TO DO
Please copy exactly the lines that begin with the one containing "the grass lawn." and end with the last line of the entries.

EXTRACTED INFORMATION
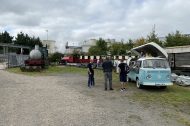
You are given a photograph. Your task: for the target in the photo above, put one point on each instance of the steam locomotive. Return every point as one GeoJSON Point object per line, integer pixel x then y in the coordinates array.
{"type": "Point", "coordinates": [38, 59]}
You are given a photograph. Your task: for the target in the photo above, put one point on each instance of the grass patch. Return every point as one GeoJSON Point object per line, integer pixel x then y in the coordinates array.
{"type": "Point", "coordinates": [51, 70]}
{"type": "Point", "coordinates": [174, 95]}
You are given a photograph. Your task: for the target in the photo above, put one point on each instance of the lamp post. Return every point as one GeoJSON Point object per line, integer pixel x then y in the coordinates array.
{"type": "Point", "coordinates": [47, 34]}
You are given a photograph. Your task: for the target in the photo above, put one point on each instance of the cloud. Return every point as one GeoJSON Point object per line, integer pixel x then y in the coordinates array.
{"type": "Point", "coordinates": [76, 21]}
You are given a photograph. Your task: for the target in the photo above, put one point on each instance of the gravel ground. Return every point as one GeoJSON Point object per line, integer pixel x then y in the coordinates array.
{"type": "Point", "coordinates": [65, 100]}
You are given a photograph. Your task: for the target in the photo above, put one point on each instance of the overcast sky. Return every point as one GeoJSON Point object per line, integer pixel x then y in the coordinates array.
{"type": "Point", "coordinates": [78, 20]}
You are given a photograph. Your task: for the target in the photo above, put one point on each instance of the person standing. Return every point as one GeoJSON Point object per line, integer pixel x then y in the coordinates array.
{"type": "Point", "coordinates": [123, 70]}
{"type": "Point", "coordinates": [107, 69]}
{"type": "Point", "coordinates": [90, 75]}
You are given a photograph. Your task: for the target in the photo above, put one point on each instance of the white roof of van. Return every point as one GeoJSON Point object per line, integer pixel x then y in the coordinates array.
{"type": "Point", "coordinates": [145, 58]}
{"type": "Point", "coordinates": [152, 48]}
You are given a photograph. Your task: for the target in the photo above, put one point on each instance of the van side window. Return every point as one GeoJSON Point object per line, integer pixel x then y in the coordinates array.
{"type": "Point", "coordinates": [138, 64]}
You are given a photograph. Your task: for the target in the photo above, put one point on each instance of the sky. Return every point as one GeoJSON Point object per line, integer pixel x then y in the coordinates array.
{"type": "Point", "coordinates": [74, 21]}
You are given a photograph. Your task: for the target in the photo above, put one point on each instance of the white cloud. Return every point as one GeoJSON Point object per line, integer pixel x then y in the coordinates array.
{"type": "Point", "coordinates": [75, 21]}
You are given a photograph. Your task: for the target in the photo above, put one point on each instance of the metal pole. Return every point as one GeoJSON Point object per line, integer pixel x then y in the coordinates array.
{"type": "Point", "coordinates": [47, 34]}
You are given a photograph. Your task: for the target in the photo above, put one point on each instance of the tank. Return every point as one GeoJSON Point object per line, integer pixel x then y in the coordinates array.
{"type": "Point", "coordinates": [35, 53]}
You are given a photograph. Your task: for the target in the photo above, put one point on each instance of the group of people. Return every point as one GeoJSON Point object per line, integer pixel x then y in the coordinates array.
{"type": "Point", "coordinates": [107, 70]}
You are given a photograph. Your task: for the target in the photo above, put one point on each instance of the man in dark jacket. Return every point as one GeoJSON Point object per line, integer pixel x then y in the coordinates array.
{"type": "Point", "coordinates": [90, 75]}
{"type": "Point", "coordinates": [123, 70]}
{"type": "Point", "coordinates": [107, 69]}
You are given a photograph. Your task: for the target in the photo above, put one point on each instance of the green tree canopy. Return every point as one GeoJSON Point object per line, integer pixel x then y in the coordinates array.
{"type": "Point", "coordinates": [99, 49]}
{"type": "Point", "coordinates": [24, 39]}
{"type": "Point", "coordinates": [56, 57]}
{"type": "Point", "coordinates": [153, 38]}
{"type": "Point", "coordinates": [177, 39]}
{"type": "Point", "coordinates": [5, 37]}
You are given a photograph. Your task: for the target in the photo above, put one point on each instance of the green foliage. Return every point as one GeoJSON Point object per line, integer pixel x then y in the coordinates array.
{"type": "Point", "coordinates": [56, 57]}
{"type": "Point", "coordinates": [153, 38]}
{"type": "Point", "coordinates": [177, 39]}
{"type": "Point", "coordinates": [139, 42]}
{"type": "Point", "coordinates": [118, 49]}
{"type": "Point", "coordinates": [99, 49]}
{"type": "Point", "coordinates": [5, 37]}
{"type": "Point", "coordinates": [24, 39]}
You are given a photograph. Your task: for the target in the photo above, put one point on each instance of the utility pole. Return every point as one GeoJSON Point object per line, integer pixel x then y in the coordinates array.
{"type": "Point", "coordinates": [47, 34]}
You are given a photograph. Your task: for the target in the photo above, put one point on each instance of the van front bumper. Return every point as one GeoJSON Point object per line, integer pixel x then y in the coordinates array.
{"type": "Point", "coordinates": [157, 84]}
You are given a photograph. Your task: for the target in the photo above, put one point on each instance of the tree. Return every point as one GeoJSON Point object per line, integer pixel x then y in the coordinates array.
{"type": "Point", "coordinates": [24, 39]}
{"type": "Point", "coordinates": [99, 49]}
{"type": "Point", "coordinates": [139, 42]}
{"type": "Point", "coordinates": [56, 57]}
{"type": "Point", "coordinates": [153, 38]}
{"type": "Point", "coordinates": [5, 37]}
{"type": "Point", "coordinates": [177, 39]}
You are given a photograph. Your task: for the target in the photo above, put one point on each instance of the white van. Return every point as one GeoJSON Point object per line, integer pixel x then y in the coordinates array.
{"type": "Point", "coordinates": [150, 70]}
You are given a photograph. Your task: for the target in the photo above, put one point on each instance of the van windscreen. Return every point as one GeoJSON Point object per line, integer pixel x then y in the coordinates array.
{"type": "Point", "coordinates": [155, 63]}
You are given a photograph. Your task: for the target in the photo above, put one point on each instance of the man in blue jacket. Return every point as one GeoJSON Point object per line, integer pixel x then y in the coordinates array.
{"type": "Point", "coordinates": [107, 69]}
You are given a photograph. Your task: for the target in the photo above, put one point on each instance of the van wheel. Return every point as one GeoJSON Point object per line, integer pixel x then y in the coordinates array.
{"type": "Point", "coordinates": [163, 87]}
{"type": "Point", "coordinates": [128, 79]}
{"type": "Point", "coordinates": [138, 84]}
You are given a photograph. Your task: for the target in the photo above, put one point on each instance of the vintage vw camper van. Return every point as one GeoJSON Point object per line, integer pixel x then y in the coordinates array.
{"type": "Point", "coordinates": [151, 70]}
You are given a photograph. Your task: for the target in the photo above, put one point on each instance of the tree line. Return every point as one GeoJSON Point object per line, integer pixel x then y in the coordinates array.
{"type": "Point", "coordinates": [121, 48]}
{"type": "Point", "coordinates": [21, 39]}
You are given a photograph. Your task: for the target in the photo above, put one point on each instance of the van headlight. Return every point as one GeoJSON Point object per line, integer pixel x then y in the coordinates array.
{"type": "Point", "coordinates": [168, 76]}
{"type": "Point", "coordinates": [148, 76]}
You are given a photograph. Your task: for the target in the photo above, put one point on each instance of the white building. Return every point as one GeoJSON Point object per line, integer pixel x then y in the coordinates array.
{"type": "Point", "coordinates": [50, 45]}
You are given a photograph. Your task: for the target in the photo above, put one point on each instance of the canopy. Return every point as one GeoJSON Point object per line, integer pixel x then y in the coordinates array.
{"type": "Point", "coordinates": [150, 48]}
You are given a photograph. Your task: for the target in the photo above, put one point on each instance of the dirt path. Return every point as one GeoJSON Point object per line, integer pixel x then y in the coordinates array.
{"type": "Point", "coordinates": [65, 100]}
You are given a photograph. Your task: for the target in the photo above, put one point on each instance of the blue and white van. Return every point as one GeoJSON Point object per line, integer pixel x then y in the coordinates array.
{"type": "Point", "coordinates": [150, 70]}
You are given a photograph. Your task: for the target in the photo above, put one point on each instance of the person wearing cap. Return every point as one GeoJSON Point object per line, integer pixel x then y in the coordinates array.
{"type": "Point", "coordinates": [90, 74]}
{"type": "Point", "coordinates": [107, 69]}
{"type": "Point", "coordinates": [123, 70]}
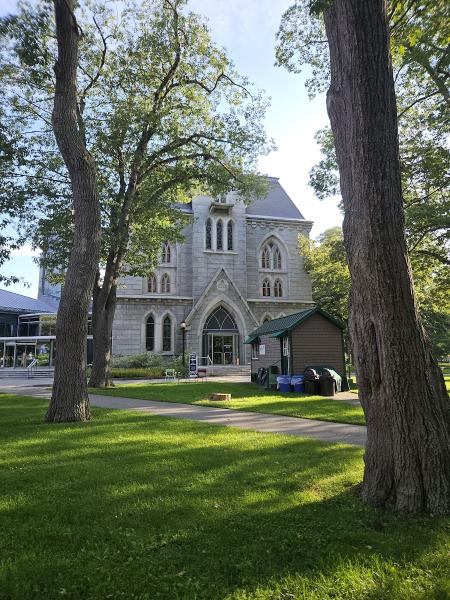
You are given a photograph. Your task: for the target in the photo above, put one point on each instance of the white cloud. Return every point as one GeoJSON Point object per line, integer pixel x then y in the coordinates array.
{"type": "Point", "coordinates": [25, 250]}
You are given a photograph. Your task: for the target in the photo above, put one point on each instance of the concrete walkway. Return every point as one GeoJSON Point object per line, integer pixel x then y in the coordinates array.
{"type": "Point", "coordinates": [321, 430]}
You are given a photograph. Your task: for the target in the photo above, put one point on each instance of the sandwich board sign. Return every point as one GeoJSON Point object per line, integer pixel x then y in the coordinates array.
{"type": "Point", "coordinates": [193, 365]}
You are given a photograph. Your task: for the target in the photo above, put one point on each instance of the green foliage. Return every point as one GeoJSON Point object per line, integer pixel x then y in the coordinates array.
{"type": "Point", "coordinates": [145, 359]}
{"type": "Point", "coordinates": [326, 263]}
{"type": "Point", "coordinates": [165, 115]}
{"type": "Point", "coordinates": [147, 507]}
{"type": "Point", "coordinates": [420, 33]}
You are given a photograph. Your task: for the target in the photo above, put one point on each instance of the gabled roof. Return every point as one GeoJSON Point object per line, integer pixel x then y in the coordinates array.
{"type": "Point", "coordinates": [275, 204]}
{"type": "Point", "coordinates": [11, 302]}
{"type": "Point", "coordinates": [283, 324]}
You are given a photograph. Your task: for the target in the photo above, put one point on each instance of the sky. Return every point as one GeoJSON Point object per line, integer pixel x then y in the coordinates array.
{"type": "Point", "coordinates": [247, 28]}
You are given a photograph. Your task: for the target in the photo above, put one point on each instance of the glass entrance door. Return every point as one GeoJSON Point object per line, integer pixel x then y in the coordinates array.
{"type": "Point", "coordinates": [222, 349]}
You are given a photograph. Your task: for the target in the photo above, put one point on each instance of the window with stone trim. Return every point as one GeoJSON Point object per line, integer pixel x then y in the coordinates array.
{"type": "Point", "coordinates": [276, 257]}
{"type": "Point", "coordinates": [230, 235]}
{"type": "Point", "coordinates": [208, 234]}
{"type": "Point", "coordinates": [166, 255]}
{"type": "Point", "coordinates": [266, 288]}
{"type": "Point", "coordinates": [150, 334]}
{"type": "Point", "coordinates": [165, 284]}
{"type": "Point", "coordinates": [271, 257]}
{"type": "Point", "coordinates": [277, 288]}
{"type": "Point", "coordinates": [219, 235]}
{"type": "Point", "coordinates": [152, 285]}
{"type": "Point", "coordinates": [167, 334]}
{"type": "Point", "coordinates": [265, 258]}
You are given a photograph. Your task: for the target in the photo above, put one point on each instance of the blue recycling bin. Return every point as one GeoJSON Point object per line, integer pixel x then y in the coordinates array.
{"type": "Point", "coordinates": [298, 381]}
{"type": "Point", "coordinates": [284, 383]}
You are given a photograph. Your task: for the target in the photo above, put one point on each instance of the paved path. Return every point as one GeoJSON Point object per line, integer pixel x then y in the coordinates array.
{"type": "Point", "coordinates": [322, 430]}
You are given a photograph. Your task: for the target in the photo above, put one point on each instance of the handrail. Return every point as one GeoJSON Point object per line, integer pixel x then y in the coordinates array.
{"type": "Point", "coordinates": [30, 368]}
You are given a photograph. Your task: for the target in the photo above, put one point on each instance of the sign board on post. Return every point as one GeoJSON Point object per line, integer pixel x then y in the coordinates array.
{"type": "Point", "coordinates": [193, 365]}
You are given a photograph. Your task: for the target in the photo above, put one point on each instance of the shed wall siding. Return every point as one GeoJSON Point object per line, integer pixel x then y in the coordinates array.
{"type": "Point", "coordinates": [272, 355]}
{"type": "Point", "coordinates": [317, 341]}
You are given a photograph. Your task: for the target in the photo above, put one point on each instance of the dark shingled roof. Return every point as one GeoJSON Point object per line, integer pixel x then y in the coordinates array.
{"type": "Point", "coordinates": [11, 302]}
{"type": "Point", "coordinates": [276, 204]}
{"type": "Point", "coordinates": [291, 321]}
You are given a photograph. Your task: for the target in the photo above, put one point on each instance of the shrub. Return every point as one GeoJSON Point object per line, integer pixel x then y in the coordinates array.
{"type": "Point", "coordinates": [137, 361]}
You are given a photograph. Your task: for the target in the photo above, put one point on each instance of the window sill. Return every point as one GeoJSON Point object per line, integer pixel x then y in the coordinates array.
{"type": "Point", "coordinates": [220, 252]}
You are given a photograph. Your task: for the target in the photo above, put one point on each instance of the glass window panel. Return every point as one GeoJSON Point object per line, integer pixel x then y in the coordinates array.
{"type": "Point", "coordinates": [219, 230]}
{"type": "Point", "coordinates": [208, 234]}
{"type": "Point", "coordinates": [167, 334]}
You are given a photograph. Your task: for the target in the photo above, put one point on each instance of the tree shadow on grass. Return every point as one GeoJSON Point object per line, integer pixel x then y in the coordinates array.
{"type": "Point", "coordinates": [135, 507]}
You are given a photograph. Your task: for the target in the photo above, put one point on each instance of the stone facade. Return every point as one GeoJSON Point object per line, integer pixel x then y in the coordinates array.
{"type": "Point", "coordinates": [220, 264]}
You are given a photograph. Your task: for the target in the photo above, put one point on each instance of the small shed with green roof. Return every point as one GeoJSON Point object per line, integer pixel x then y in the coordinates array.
{"type": "Point", "coordinates": [309, 338]}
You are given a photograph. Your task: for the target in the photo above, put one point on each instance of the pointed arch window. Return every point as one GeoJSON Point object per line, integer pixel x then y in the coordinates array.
{"type": "Point", "coordinates": [220, 319]}
{"type": "Point", "coordinates": [230, 235]}
{"type": "Point", "coordinates": [276, 257]}
{"type": "Point", "coordinates": [219, 235]}
{"type": "Point", "coordinates": [208, 234]}
{"type": "Point", "coordinates": [165, 284]}
{"type": "Point", "coordinates": [266, 288]}
{"type": "Point", "coordinates": [167, 334]}
{"type": "Point", "coordinates": [265, 258]}
{"type": "Point", "coordinates": [166, 255]}
{"type": "Point", "coordinates": [277, 288]}
{"type": "Point", "coordinates": [150, 334]}
{"type": "Point", "coordinates": [152, 285]}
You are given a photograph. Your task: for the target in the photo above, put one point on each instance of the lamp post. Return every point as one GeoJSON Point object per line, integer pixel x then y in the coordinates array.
{"type": "Point", "coordinates": [183, 333]}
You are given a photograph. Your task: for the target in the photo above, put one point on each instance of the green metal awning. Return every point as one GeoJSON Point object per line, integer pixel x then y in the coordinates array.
{"type": "Point", "coordinates": [252, 339]}
{"type": "Point", "coordinates": [280, 333]}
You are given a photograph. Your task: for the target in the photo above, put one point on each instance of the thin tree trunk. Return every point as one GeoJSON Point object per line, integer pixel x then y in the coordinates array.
{"type": "Point", "coordinates": [69, 401]}
{"type": "Point", "coordinates": [103, 311]}
{"type": "Point", "coordinates": [407, 459]}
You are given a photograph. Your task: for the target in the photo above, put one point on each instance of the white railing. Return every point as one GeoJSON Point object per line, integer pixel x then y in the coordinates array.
{"type": "Point", "coordinates": [32, 364]}
{"type": "Point", "coordinates": [207, 362]}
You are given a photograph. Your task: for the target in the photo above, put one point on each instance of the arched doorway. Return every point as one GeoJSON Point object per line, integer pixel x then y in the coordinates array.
{"type": "Point", "coordinates": [221, 338]}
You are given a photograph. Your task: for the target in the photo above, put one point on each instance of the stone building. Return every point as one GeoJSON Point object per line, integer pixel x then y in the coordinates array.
{"type": "Point", "coordinates": [237, 267]}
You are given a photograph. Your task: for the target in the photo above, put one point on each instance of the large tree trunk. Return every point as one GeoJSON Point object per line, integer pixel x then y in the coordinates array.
{"type": "Point", "coordinates": [407, 459]}
{"type": "Point", "coordinates": [103, 311]}
{"type": "Point", "coordinates": [69, 401]}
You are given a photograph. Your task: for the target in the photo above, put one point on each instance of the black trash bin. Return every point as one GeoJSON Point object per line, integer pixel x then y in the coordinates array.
{"type": "Point", "coordinates": [327, 385]}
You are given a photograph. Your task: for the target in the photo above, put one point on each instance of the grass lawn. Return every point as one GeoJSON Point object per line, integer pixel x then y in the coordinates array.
{"type": "Point", "coordinates": [131, 506]}
{"type": "Point", "coordinates": [245, 396]}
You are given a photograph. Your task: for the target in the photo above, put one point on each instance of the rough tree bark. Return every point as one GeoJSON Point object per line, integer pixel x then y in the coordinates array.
{"type": "Point", "coordinates": [69, 401]}
{"type": "Point", "coordinates": [407, 458]}
{"type": "Point", "coordinates": [103, 311]}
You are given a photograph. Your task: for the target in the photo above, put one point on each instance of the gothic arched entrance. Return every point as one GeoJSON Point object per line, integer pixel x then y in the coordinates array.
{"type": "Point", "coordinates": [221, 338]}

WRITTEN REPLY
You are given a photograph. Your task: for the target in the photo above, put one point on each instance of the grass lawn. Return every point as one GeoJSON Point object per line, integer pixel x then y in the coordinates array.
{"type": "Point", "coordinates": [131, 506]}
{"type": "Point", "coordinates": [245, 396]}
You are given a photograph. Your task: for the target in the photo above, put one point on each instance of the rough tree bark. Return every point as one GeoJSON Point object per line, integer pixel x then y in the coordinates array.
{"type": "Point", "coordinates": [69, 401]}
{"type": "Point", "coordinates": [407, 458]}
{"type": "Point", "coordinates": [103, 311]}
You are given a photograph. Your task: for the target in the photo above, put one point on each instance of the gothic arched entrance. Return every point as one GeoJSON Point object per line, integer pixel x then y in the coordinates array.
{"type": "Point", "coordinates": [221, 338]}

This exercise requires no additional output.